_ASSIGNMENT A_
In the passage on test scores, what does a false positive mean?
_ASSIGNMENT B_
Please carry the passage on test scores forward from its last sentence.

_READING TEXT_
If we are being honest, we have to acknowledge that tests measure only how many questions a student can answer correctly at that moment. How the student acquired this knowledge, how long he will retain it, and how meaningful it is to the him are not being measured. Since there is no reliable way to know what a test score means in terms of learning, it is important to know what it probably means.
When a student fails a test, there is a strong possibility that he didn’t understand the material. Let’s call that a true negative. But it is also possible that other factors, like test anxiety or personal issues, may have created a false negative: he knows the material, but the test doesn’t show it. When I was in graduate school, I had knee surgery. Several days later, I failed a test in a course in which I had aced every test before and after this one. The injury and medical procedure affected me in unexpected ways. To this day, I have no idea how that happened, but it was a classic false negative.
As for people who do well on tests, a true positive means that a good test score represents learning. A false positive would mean a high score, but little or no genuine learning. From the self-reporting of my students, false positives (or partial false positives: a student aces a test but has only learned some of the material) are commonplace. They may even be the norm. Studies of long-term retention rates confirm the breadth of misleading test scores. Students who have exemplary test scores in class after class are somehow forgetting what they “learned” in a matter of weeks or months. That’s not learning, but it certainly looks like it - a classic symptom of doing school.
Trusting that high test scores mean that learning has taken place is like asking a class “Are there any questions?” and assuming that when no one has any questions it means that everyone understands the material. They are both false positives.
It is a humbling experience to realize that you cannot trust or control the meaning of test scores. There is no way to force good test scores into true positives. If a student is proficient at doing school, doing well on tests will not represent genuine learning. All a teacher can do, all he should do, is shape the classroom culture into one where the student prefers learning over cramming and forgetting, prefers honesty over the dishonesty of doing school.

_Dataset entries_
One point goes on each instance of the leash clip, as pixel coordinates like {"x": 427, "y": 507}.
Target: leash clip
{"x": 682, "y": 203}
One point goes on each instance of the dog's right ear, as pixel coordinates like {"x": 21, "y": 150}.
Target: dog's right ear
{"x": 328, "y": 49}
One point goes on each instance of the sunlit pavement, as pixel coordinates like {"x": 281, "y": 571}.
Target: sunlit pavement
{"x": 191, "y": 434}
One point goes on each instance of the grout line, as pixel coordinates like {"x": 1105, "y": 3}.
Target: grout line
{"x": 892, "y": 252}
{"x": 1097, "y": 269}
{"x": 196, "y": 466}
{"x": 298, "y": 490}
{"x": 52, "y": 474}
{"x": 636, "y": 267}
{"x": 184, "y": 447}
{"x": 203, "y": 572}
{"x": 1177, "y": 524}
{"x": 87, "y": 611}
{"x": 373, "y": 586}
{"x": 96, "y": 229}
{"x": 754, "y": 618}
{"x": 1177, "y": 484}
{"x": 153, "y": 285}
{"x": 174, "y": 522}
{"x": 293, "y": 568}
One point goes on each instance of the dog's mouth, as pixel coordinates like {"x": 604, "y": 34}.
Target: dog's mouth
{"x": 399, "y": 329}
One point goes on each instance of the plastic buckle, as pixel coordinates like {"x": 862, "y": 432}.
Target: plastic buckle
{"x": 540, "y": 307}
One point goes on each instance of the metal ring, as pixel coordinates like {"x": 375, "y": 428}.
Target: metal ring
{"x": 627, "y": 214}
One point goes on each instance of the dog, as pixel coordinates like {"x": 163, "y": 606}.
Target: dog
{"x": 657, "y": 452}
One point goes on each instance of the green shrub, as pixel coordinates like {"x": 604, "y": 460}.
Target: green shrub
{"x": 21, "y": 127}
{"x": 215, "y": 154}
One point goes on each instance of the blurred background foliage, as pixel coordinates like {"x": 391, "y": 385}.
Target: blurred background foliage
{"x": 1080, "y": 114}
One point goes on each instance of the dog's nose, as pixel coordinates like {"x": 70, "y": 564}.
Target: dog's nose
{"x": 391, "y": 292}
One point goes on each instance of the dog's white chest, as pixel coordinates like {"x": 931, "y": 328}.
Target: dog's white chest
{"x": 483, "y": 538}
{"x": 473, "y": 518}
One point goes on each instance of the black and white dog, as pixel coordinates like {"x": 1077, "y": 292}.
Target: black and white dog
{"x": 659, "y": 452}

_ANSWER SECTION A_
A high test score with little or no genuine learning.

_ANSWER SECTION B_
A realistic teacher will recognize that only the student can know whether he has been learning or cramming. This is as it should be if the student is to truly steer his own learning process.
The lure of the false positive for a student is that it seems quicker to cram for a test and get a high score than to actually learn the material. If a student is doing school, a false positive counts as much as a true one. The goal of school for him is to get good grades, and a test score is equally valid whether it represents genuine learning or not. Unfortunately, this point of view is pervasive.
What we should hope for is more and more true positives — that is, high test scores that occur because of solid understanding of the material. Unfortunately, many teachers aren’t aware of the existence of false positives. They can’t or won’t distinguish between true and false positives. Their response when students do badly on a test is to try to help them raise those scores. This can happen while still remaining blind to the difference between self-directed learning and doing school.
The question we should be asking is not how to raise low test scores, but how to make the learning process so effective that high test scores actually mean something. We need to see whether test-taking can become a meaningful, even an essential part of the learning process.